Exercise details:
Pick out each line in the rows below that contains the string "grille".

___ Material for this exercise

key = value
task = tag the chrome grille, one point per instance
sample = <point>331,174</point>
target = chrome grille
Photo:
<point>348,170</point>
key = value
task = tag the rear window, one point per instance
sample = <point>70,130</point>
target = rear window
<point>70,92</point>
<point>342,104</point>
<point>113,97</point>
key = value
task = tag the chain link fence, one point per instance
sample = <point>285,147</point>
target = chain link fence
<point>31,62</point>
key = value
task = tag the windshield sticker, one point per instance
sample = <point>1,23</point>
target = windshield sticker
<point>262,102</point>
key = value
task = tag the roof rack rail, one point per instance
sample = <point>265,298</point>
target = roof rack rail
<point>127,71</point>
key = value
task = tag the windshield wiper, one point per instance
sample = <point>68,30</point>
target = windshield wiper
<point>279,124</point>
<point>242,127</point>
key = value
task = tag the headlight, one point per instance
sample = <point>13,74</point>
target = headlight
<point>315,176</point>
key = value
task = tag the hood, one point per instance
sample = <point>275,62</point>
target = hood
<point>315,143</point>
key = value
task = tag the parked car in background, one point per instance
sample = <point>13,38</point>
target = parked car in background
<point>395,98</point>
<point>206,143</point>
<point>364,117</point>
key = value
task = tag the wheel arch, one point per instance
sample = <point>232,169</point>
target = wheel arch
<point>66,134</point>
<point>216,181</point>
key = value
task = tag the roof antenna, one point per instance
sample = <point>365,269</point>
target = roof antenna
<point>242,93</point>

______
___ Material for this exercise

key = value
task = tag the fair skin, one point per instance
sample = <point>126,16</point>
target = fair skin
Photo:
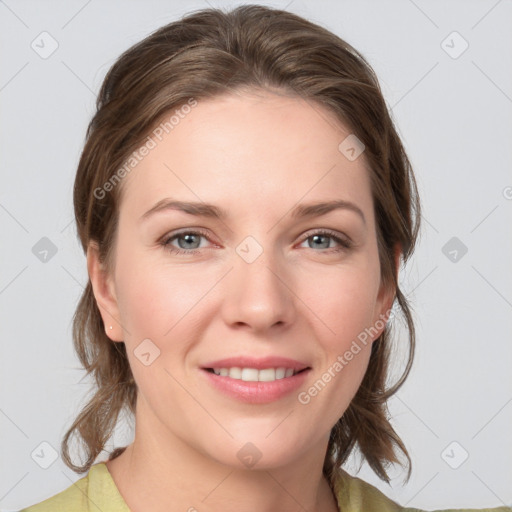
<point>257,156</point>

______

Task answer:
task = tag the chrome grille, one point per instance
target = chrome grille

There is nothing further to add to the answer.